# Selected excerpt
+ + + + +
Monday, 19 December 2016

Writer's Viewpoint - Omniscient and Limited Omniscient

How many angles can you work with? Photo copyright Janet Cameron


One of the most important decisions a writer must make when approaching a new work of fiction is that of viewpoint. If you feel you would like to write from an omniscient viewpoint perspective, then you have a few more angles to consider. It might be a good idea to play around with your first chapter by trying out a few different methods to see what works best. At least then you can make an informed decision.
Omniscient Viewpoint

In this third person viewpoint, the author and/or narrator knows everything that goes on in all the characters’ minds, all their thoughts, plans, ideas and motives. This viewpoint has a clear picture of what’s being plotted from every angle.
The problem is that the focus is constantly shifting and this can make it difficult for the reader to identify with and warm to a character. Most readers are looking for a character, or a few characters that they can root for, or at least feel concerned about. What happens to the character(s) must matter to the reader, otherwise they won’t want to read on and discover the outcome of the story.
In addition, you need a very complicated mind-map to cope with this all-encompassing omniscient viewpoint. If you feel this method is for you, extend your synopsis into a comprehensive chapter-by-chapter outline so you don’t lose track.
+ + + + +
# Given request 1
Copy out the entries below, from the line containing "Where can the couch" through the end of the entries, reproducing every line verbatim.

# Recorded data
+ + + + +
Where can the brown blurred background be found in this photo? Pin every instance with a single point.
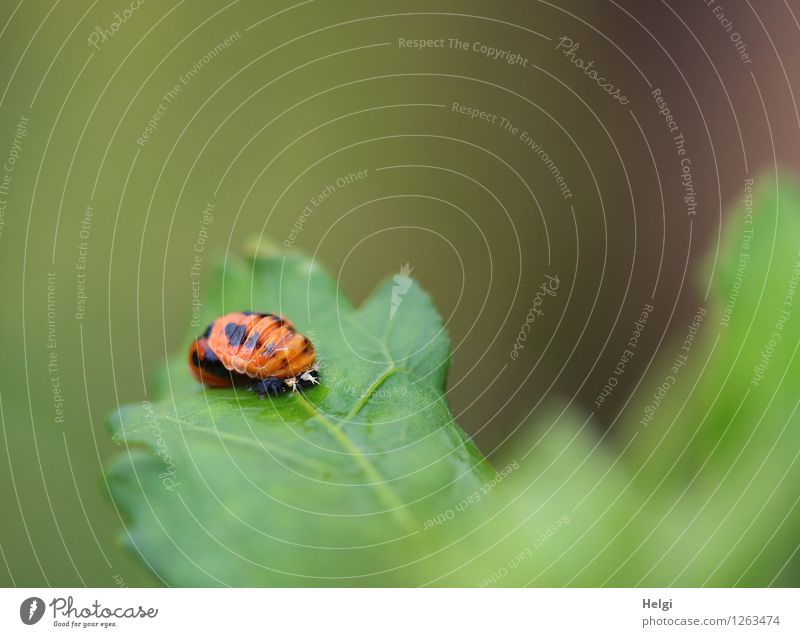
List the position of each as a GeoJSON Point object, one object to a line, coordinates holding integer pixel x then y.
{"type": "Point", "coordinates": [308, 93]}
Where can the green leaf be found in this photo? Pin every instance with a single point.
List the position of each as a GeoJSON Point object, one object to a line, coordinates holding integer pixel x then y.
{"type": "Point", "coordinates": [332, 486]}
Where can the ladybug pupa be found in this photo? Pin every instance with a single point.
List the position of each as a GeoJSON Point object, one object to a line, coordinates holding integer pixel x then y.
{"type": "Point", "coordinates": [260, 352]}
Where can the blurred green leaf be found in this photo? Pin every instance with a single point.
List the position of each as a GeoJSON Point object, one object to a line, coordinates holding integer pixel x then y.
{"type": "Point", "coordinates": [329, 486]}
{"type": "Point", "coordinates": [697, 485]}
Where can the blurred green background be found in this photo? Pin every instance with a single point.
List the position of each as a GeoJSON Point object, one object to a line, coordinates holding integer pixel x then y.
{"type": "Point", "coordinates": [275, 102]}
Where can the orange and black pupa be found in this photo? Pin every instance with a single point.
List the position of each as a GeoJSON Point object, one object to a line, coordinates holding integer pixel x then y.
{"type": "Point", "coordinates": [261, 352]}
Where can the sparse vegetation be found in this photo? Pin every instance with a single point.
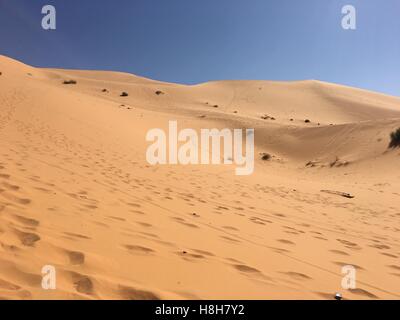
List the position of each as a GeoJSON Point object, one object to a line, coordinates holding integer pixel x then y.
{"type": "Point", "coordinates": [265, 156]}
{"type": "Point", "coordinates": [395, 139]}
{"type": "Point", "coordinates": [267, 117]}
{"type": "Point", "coordinates": [69, 82]}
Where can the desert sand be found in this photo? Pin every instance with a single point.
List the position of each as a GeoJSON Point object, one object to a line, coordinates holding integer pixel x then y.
{"type": "Point", "coordinates": [77, 193]}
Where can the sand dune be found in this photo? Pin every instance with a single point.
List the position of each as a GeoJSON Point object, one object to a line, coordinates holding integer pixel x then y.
{"type": "Point", "coordinates": [77, 193]}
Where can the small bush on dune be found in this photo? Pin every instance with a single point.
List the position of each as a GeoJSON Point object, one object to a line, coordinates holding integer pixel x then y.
{"type": "Point", "coordinates": [69, 82]}
{"type": "Point", "coordinates": [395, 139]}
{"type": "Point", "coordinates": [265, 156]}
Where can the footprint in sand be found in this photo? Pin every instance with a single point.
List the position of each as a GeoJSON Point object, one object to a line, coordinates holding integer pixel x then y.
{"type": "Point", "coordinates": [27, 239]}
{"type": "Point", "coordinates": [297, 275]}
{"type": "Point", "coordinates": [138, 249]}
{"type": "Point", "coordinates": [76, 258]}
{"type": "Point", "coordinates": [364, 293]}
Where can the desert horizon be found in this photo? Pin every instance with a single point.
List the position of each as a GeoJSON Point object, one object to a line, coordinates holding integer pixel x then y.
{"type": "Point", "coordinates": [77, 193]}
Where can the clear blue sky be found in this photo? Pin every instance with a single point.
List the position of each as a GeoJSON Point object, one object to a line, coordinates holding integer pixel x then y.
{"type": "Point", "coordinates": [192, 41]}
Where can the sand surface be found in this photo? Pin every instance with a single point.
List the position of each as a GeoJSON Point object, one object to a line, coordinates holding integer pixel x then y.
{"type": "Point", "coordinates": [77, 193]}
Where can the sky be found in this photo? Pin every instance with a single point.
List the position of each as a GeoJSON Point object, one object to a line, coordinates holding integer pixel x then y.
{"type": "Point", "coordinates": [188, 41]}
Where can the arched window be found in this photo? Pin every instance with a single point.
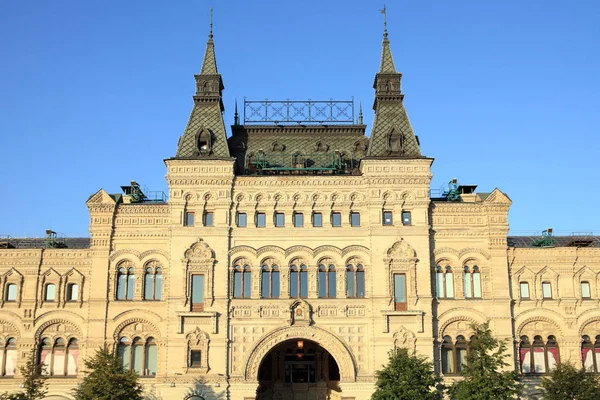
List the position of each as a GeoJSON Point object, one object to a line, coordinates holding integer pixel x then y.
{"type": "Point", "coordinates": [327, 281]}
{"type": "Point", "coordinates": [138, 356]}
{"type": "Point", "coordinates": [270, 282]}
{"type": "Point", "coordinates": [59, 358]}
{"type": "Point", "coordinates": [472, 282]}
{"type": "Point", "coordinates": [538, 357]}
{"type": "Point", "coordinates": [444, 282]}
{"type": "Point", "coordinates": [11, 292]}
{"type": "Point", "coordinates": [454, 355]}
{"type": "Point", "coordinates": [355, 281]}
{"type": "Point", "coordinates": [242, 282]}
{"type": "Point", "coordinates": [448, 364]}
{"type": "Point", "coordinates": [590, 353]}
{"type": "Point", "coordinates": [8, 355]}
{"type": "Point", "coordinates": [125, 283]}
{"type": "Point", "coordinates": [153, 283]}
{"type": "Point", "coordinates": [299, 281]}
{"type": "Point", "coordinates": [50, 292]}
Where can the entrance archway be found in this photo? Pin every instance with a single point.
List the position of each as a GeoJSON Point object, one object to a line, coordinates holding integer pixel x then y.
{"type": "Point", "coordinates": [298, 369]}
{"type": "Point", "coordinates": [328, 341]}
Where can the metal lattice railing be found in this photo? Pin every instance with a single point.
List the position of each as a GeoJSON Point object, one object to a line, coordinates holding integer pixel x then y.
{"type": "Point", "coordinates": [306, 111]}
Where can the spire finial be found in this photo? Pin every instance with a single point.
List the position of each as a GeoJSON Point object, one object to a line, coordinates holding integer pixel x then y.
{"type": "Point", "coordinates": [360, 113]}
{"type": "Point", "coordinates": [210, 34]}
{"type": "Point", "coordinates": [384, 21]}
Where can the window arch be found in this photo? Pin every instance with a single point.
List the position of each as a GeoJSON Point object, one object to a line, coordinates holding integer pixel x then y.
{"type": "Point", "coordinates": [355, 281]}
{"type": "Point", "coordinates": [327, 280]}
{"type": "Point", "coordinates": [59, 356]}
{"type": "Point", "coordinates": [11, 292]}
{"type": "Point", "coordinates": [153, 282]}
{"type": "Point", "coordinates": [242, 281]}
{"type": "Point", "coordinates": [270, 281]}
{"type": "Point", "coordinates": [125, 283]}
{"type": "Point", "coordinates": [138, 355]}
{"type": "Point", "coordinates": [472, 282]}
{"type": "Point", "coordinates": [299, 281]}
{"type": "Point", "coordinates": [8, 357]}
{"type": "Point", "coordinates": [538, 357]}
{"type": "Point", "coordinates": [454, 354]}
{"type": "Point", "coordinates": [444, 282]}
{"type": "Point", "coordinates": [590, 353]}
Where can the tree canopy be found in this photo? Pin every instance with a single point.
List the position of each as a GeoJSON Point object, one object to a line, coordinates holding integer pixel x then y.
{"type": "Point", "coordinates": [107, 380]}
{"type": "Point", "coordinates": [406, 377]}
{"type": "Point", "coordinates": [569, 383]}
{"type": "Point", "coordinates": [485, 376]}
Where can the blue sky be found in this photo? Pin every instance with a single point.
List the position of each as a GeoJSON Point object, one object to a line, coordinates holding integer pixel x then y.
{"type": "Point", "coordinates": [501, 94]}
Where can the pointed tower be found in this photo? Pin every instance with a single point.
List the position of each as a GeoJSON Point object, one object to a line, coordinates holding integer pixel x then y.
{"type": "Point", "coordinates": [204, 135]}
{"type": "Point", "coordinates": [391, 134]}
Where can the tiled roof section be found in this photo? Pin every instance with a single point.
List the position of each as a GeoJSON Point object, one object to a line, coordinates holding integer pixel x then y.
{"type": "Point", "coordinates": [39, 243]}
{"type": "Point", "coordinates": [388, 116]}
{"type": "Point", "coordinates": [557, 241]}
{"type": "Point", "coordinates": [209, 65]}
{"type": "Point", "coordinates": [204, 116]}
{"type": "Point", "coordinates": [387, 61]}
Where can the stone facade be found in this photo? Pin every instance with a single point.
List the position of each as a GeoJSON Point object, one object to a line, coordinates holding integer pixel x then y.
{"type": "Point", "coordinates": [187, 299]}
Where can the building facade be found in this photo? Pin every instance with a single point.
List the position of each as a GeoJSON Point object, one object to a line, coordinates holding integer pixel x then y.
{"type": "Point", "coordinates": [289, 259]}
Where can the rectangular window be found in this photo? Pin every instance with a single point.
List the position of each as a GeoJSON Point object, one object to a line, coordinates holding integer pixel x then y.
{"type": "Point", "coordinates": [188, 219]}
{"type": "Point", "coordinates": [354, 219]}
{"type": "Point", "coordinates": [317, 220]}
{"type": "Point", "coordinates": [298, 220]}
{"type": "Point", "coordinates": [195, 358]}
{"type": "Point", "coordinates": [279, 220]}
{"type": "Point", "coordinates": [336, 219]}
{"type": "Point", "coordinates": [72, 292]}
{"type": "Point", "coordinates": [197, 292]}
{"type": "Point", "coordinates": [406, 220]}
{"type": "Point", "coordinates": [400, 292]}
{"type": "Point", "coordinates": [546, 290]}
{"type": "Point", "coordinates": [524, 290]}
{"type": "Point", "coordinates": [208, 218]}
{"type": "Point", "coordinates": [241, 220]}
{"type": "Point", "coordinates": [261, 220]}
{"type": "Point", "coordinates": [586, 293]}
{"type": "Point", "coordinates": [388, 218]}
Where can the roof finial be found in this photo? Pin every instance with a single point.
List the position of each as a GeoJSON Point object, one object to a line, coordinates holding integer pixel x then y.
{"type": "Point", "coordinates": [236, 117]}
{"type": "Point", "coordinates": [384, 21]}
{"type": "Point", "coordinates": [360, 113]}
{"type": "Point", "coordinates": [210, 34]}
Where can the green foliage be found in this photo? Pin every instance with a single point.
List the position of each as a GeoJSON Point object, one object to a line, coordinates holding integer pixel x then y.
{"type": "Point", "coordinates": [484, 378]}
{"type": "Point", "coordinates": [107, 380]}
{"type": "Point", "coordinates": [569, 383]}
{"type": "Point", "coordinates": [406, 377]}
{"type": "Point", "coordinates": [34, 381]}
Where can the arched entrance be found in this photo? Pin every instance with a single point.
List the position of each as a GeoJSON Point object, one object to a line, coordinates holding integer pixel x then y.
{"type": "Point", "coordinates": [298, 369]}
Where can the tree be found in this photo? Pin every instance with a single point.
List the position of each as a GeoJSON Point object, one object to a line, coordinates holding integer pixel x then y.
{"type": "Point", "coordinates": [34, 381]}
{"type": "Point", "coordinates": [566, 382]}
{"type": "Point", "coordinates": [484, 378]}
{"type": "Point", "coordinates": [406, 377]}
{"type": "Point", "coordinates": [107, 380]}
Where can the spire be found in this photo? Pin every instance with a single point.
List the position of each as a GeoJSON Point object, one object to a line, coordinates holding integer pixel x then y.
{"type": "Point", "coordinates": [391, 134]}
{"type": "Point", "coordinates": [204, 135]}
{"type": "Point", "coordinates": [386, 66]}
{"type": "Point", "coordinates": [209, 65]}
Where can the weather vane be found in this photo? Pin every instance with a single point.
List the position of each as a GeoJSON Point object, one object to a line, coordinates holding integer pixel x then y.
{"type": "Point", "coordinates": [384, 20]}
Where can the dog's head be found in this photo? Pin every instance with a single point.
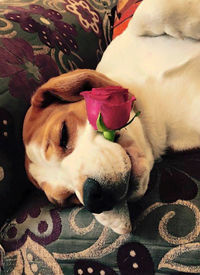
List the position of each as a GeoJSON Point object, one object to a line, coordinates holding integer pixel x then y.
{"type": "Point", "coordinates": [66, 157]}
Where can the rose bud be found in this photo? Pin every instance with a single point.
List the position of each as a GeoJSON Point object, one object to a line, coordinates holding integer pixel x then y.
{"type": "Point", "coordinates": [113, 103]}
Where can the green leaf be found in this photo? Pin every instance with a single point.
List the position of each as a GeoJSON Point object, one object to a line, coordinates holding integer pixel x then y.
{"type": "Point", "coordinates": [100, 124]}
{"type": "Point", "coordinates": [110, 135]}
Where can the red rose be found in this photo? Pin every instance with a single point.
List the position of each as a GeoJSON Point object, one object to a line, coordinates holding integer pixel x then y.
{"type": "Point", "coordinates": [113, 102]}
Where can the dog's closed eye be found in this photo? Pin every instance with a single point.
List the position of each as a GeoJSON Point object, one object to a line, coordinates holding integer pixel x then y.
{"type": "Point", "coordinates": [64, 136]}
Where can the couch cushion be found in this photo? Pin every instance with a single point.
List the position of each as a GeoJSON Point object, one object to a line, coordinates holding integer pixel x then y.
{"type": "Point", "coordinates": [165, 237]}
{"type": "Point", "coordinates": [124, 12]}
{"type": "Point", "coordinates": [39, 41]}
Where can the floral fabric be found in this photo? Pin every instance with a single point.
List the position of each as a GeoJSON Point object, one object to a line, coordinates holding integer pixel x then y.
{"type": "Point", "coordinates": [39, 40]}
{"type": "Point", "coordinates": [165, 238]}
{"type": "Point", "coordinates": [124, 12]}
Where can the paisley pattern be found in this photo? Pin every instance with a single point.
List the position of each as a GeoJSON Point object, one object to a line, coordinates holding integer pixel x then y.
{"type": "Point", "coordinates": [41, 39]}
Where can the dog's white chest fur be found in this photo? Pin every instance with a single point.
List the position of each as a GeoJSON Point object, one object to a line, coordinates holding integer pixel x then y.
{"type": "Point", "coordinates": [163, 73]}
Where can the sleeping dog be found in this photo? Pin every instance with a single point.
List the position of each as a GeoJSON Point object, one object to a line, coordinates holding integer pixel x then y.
{"type": "Point", "coordinates": [158, 59]}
+ + + + +
# Given request 2
In the post on writer's viewpoint, what should a writer who chooses the omniscient viewpoint extend the synopsis into?

# Finished answer 1
Where can the couch cushion be found in this photo? Pin every instance with a single point.
List the position of each as a GeoJSON Point object, one object to a line, coordinates holding integer pixel x then y.
{"type": "Point", "coordinates": [165, 237]}
{"type": "Point", "coordinates": [124, 12]}
{"type": "Point", "coordinates": [39, 41]}
Where can the floral fabric be found in this photo? Pin every instance with a single point.
List the position of each as a GeoJSON Point object, one object to a line, coordinates holding integer pixel x then y.
{"type": "Point", "coordinates": [39, 40]}
{"type": "Point", "coordinates": [165, 238]}
{"type": "Point", "coordinates": [124, 12]}
Where can the paisley pattern be found in this photo? Pin every instance with a single point.
List the position of each as a GeoJSON Point object, one object to a line, coordinates holding integer pixel x then y.
{"type": "Point", "coordinates": [41, 39]}
Where can the dog's white chest fur be found in this photo? Pin every instance with a single point.
List the position of each as a GeoJSON Point object, one object to a line, coordinates holding integer pixel x then y.
{"type": "Point", "coordinates": [163, 73]}
Where can the sleeping dog be found in this photo? Pin every instance with a single point.
List the position of each as a GeoJSON Point object, one object to a line, coordinates holding integer pixel x then y.
{"type": "Point", "coordinates": [158, 59]}

# Finished answer 2
A comprehensive chapter-by-chapter outline.